### Task brief
Collect every line of the material below that contains the word "blue", keeping them in their original order.

:::

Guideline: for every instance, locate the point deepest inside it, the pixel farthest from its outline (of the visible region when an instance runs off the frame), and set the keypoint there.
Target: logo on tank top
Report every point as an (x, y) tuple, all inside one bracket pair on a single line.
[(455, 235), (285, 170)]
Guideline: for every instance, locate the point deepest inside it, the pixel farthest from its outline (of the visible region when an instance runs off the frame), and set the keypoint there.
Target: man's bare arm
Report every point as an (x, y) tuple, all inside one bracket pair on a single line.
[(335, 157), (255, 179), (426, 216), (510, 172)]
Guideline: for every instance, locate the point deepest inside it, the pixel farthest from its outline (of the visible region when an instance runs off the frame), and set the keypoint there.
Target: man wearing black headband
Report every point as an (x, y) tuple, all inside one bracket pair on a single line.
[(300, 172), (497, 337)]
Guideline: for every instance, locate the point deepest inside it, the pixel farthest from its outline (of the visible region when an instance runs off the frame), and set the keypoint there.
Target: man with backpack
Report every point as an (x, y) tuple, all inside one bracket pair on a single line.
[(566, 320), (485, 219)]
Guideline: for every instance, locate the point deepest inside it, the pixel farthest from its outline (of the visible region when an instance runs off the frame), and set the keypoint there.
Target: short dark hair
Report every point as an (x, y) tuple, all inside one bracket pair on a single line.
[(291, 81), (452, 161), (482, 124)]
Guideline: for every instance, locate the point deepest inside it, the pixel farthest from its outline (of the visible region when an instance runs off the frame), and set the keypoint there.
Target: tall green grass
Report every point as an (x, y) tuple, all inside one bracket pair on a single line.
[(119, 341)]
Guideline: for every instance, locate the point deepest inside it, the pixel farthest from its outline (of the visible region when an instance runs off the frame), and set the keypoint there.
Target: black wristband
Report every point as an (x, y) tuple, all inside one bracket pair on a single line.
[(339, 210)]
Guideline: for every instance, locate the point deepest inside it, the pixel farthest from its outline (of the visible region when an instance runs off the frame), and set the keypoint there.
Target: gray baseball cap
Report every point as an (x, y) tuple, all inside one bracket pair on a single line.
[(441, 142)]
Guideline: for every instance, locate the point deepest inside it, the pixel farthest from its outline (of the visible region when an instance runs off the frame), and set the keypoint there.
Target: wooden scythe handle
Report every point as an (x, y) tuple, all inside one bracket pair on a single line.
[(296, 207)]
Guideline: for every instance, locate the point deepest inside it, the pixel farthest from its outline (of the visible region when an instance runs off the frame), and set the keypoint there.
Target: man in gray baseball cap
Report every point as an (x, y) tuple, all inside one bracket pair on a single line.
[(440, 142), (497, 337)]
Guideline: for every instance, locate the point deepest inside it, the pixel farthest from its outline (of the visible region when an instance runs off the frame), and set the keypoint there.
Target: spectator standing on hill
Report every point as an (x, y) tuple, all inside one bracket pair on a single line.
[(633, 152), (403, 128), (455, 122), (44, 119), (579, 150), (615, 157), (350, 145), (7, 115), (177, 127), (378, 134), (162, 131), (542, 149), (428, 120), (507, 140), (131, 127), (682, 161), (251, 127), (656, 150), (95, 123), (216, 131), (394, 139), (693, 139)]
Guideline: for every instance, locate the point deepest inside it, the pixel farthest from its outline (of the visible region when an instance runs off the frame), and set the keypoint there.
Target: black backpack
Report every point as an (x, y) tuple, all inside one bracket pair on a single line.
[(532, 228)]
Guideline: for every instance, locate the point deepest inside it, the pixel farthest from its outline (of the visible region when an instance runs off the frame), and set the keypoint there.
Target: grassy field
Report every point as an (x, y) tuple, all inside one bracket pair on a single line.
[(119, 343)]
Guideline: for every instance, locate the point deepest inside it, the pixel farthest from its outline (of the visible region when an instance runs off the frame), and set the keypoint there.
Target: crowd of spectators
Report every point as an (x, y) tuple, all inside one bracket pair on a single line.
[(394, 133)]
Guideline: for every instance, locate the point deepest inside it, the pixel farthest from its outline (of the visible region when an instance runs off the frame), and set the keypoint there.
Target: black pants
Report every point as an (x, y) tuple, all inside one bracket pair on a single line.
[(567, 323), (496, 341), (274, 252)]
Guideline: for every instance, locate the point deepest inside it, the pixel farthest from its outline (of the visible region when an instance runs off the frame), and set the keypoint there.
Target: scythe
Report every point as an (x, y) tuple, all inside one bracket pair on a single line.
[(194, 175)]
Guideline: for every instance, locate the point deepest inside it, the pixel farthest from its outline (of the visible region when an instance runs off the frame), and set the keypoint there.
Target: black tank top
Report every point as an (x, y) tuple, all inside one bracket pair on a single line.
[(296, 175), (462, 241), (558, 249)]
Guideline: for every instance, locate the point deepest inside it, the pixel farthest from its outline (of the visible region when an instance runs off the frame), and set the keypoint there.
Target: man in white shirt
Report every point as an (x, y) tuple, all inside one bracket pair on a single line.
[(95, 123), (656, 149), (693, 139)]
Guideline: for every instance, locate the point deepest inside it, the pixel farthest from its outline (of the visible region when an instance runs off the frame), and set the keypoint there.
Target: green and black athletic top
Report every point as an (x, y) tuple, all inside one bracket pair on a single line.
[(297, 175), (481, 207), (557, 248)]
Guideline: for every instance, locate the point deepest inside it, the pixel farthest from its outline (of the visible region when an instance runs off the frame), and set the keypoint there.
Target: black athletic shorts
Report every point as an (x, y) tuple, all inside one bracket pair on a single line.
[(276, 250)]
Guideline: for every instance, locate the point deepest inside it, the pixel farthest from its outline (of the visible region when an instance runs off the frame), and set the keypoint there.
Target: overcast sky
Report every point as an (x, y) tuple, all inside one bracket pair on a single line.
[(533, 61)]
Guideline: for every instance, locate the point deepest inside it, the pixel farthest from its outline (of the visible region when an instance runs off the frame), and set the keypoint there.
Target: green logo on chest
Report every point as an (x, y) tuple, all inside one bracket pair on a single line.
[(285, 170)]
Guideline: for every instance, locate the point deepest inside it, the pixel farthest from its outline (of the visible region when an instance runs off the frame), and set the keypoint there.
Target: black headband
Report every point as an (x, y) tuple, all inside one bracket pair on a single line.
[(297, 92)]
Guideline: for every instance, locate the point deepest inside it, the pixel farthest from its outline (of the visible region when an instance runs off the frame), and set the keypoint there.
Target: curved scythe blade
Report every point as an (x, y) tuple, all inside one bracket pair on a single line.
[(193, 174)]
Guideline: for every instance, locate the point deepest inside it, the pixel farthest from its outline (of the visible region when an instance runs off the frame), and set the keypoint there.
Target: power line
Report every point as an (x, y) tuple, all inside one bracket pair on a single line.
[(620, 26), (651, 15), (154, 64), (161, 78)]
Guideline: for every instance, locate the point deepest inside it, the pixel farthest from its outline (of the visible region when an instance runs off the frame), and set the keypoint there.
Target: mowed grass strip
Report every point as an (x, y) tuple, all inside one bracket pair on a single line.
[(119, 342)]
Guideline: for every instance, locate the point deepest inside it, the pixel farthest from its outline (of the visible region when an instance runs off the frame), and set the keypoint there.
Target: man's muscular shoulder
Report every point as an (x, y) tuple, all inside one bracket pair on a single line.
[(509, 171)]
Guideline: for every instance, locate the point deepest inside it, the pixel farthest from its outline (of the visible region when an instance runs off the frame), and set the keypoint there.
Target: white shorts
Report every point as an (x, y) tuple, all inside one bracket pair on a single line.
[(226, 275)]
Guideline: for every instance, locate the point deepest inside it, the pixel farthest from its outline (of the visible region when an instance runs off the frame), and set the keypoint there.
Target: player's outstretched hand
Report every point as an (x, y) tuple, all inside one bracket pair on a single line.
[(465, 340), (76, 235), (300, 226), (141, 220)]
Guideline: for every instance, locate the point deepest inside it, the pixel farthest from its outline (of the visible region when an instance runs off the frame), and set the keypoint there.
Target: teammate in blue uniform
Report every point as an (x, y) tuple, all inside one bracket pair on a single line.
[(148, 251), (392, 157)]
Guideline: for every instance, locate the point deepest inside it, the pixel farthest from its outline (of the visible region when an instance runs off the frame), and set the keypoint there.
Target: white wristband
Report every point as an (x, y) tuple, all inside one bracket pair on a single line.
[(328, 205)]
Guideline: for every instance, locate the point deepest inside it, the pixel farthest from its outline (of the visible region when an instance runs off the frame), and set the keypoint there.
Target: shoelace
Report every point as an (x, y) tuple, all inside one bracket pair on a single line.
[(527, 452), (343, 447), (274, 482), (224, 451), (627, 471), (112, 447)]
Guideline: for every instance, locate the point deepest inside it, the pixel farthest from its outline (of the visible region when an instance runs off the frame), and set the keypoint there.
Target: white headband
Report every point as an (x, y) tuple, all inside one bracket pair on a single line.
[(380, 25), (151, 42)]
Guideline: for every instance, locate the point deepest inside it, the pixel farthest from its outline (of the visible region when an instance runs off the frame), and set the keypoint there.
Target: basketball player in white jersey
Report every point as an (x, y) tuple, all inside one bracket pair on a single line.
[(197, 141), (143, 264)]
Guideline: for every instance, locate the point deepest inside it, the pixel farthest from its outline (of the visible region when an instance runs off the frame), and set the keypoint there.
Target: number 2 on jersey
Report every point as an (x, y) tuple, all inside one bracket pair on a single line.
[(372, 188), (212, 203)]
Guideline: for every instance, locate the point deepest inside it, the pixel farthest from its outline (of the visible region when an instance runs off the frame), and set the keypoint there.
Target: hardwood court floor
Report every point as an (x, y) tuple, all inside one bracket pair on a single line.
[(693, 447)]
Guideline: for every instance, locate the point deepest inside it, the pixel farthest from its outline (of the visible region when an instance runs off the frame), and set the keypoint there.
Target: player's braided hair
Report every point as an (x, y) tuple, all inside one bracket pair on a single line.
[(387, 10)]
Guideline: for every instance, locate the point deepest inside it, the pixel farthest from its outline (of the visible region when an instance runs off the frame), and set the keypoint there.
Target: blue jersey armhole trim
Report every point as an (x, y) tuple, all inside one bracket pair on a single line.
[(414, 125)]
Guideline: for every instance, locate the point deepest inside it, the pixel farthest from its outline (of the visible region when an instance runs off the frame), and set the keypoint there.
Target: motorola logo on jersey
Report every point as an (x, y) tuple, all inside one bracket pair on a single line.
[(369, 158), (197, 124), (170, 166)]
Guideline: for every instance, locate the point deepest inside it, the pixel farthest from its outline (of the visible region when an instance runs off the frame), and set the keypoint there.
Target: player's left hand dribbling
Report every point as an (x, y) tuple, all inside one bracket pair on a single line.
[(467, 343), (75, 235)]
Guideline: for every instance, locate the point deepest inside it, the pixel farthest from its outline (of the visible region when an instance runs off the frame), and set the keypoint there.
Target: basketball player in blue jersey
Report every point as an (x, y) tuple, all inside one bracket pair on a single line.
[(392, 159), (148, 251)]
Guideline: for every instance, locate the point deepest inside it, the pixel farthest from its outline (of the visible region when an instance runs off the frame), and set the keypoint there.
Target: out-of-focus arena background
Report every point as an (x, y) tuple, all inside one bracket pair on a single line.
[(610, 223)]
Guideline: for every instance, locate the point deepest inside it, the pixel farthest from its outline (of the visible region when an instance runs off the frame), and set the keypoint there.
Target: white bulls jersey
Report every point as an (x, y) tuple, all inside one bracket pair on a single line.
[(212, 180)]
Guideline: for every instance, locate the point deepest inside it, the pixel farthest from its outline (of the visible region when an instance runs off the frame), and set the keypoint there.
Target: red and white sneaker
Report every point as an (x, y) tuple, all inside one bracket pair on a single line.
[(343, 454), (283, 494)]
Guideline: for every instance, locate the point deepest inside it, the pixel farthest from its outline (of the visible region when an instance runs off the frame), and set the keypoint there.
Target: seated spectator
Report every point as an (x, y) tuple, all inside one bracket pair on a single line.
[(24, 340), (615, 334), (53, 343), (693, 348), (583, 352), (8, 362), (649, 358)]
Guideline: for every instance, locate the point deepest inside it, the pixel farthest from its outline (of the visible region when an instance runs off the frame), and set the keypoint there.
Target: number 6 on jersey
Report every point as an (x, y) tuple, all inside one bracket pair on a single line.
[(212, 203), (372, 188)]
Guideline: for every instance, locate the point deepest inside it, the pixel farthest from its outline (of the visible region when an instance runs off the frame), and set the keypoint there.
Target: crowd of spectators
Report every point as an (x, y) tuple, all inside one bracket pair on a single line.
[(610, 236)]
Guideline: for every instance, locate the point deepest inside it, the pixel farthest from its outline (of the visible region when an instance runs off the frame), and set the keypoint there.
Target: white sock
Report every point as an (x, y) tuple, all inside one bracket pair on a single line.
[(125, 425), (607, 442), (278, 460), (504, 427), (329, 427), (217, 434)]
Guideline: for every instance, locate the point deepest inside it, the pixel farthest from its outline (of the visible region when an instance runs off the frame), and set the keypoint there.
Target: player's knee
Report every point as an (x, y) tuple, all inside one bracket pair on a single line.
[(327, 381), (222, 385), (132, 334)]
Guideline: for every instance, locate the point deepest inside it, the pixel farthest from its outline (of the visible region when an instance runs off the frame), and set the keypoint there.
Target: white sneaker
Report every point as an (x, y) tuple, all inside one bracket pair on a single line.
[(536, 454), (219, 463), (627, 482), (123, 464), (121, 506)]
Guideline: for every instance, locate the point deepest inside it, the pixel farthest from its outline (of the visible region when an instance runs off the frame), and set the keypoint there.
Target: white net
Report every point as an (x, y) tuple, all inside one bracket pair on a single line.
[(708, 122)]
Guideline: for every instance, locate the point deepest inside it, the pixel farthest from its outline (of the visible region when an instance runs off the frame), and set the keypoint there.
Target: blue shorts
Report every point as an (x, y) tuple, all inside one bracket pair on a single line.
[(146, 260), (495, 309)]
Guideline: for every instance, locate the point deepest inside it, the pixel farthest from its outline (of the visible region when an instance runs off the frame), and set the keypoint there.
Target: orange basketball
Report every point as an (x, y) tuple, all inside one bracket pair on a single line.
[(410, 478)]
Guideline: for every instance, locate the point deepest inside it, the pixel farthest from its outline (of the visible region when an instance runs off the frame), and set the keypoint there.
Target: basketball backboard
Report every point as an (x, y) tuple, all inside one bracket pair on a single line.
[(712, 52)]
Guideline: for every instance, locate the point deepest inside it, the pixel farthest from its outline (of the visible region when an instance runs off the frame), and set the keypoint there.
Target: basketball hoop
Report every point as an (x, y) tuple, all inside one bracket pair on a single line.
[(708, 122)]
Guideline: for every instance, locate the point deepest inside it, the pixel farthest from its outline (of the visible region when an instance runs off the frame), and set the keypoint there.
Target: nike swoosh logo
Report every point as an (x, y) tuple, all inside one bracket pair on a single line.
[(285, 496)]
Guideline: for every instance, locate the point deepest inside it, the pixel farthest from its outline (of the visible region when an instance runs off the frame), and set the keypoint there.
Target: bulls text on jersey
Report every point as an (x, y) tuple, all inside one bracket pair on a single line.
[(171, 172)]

:::

### Final result
Target: teammate in blue uniform
Target: blue jersey armhole trim
Target: basketball player in blue jersey
Target: blue shorts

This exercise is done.